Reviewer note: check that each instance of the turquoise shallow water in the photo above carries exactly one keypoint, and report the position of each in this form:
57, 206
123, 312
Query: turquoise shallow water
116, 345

###

Reproduce the data shown above exactly, including every line.

Reviewer note: check that each instance of the turquoise shallow water in the photo above carries exactly one keypoint, and report the position of each in this form:
57, 206
123, 312
Query: turquoise shallow water
116, 345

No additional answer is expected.